=== Action item ===
Count lines, not occurrences: report how many lines in the records hold the string "outline", and nothing else.

[Stored data]
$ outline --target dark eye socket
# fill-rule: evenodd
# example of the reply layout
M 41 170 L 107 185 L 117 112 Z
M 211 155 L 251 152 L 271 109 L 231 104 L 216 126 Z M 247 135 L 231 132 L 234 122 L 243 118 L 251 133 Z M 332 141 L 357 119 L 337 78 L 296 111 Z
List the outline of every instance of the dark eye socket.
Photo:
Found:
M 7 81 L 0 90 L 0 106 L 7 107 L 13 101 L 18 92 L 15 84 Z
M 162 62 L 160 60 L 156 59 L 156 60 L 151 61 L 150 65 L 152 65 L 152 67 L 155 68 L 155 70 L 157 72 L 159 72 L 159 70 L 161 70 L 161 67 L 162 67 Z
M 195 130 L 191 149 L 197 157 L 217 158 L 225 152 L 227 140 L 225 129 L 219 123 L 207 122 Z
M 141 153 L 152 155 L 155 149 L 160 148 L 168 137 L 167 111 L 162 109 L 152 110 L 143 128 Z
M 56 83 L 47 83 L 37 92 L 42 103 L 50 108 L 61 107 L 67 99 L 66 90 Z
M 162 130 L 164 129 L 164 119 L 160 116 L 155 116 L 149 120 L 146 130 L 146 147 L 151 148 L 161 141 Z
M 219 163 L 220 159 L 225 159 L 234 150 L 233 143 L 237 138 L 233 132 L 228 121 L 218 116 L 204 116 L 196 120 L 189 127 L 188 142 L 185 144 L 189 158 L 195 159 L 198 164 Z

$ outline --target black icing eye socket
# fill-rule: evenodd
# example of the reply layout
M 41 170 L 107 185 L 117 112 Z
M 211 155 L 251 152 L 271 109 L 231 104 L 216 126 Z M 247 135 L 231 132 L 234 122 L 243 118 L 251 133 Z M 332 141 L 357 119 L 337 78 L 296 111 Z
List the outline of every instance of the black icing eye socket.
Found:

---

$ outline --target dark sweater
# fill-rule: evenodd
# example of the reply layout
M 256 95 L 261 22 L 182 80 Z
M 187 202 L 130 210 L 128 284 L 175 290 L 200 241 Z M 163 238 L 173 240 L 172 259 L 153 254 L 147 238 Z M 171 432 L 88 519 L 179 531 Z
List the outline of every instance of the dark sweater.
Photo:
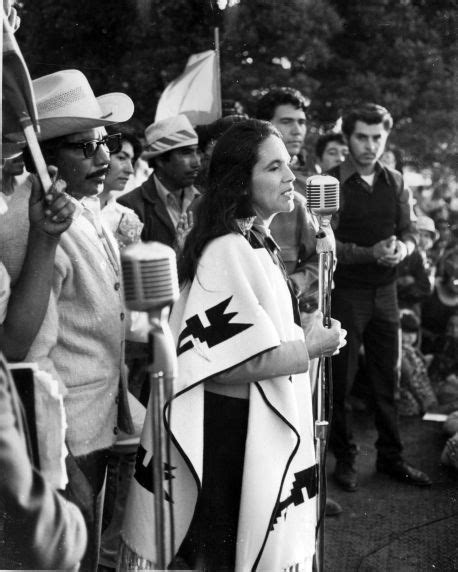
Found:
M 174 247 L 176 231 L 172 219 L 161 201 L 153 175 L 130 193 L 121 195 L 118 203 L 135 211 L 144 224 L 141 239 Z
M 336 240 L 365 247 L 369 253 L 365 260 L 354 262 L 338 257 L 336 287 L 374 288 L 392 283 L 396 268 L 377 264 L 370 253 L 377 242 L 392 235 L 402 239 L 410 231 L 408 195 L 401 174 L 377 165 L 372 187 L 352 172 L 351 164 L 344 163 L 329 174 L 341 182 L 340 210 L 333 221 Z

=== Solution to this exercise ===
6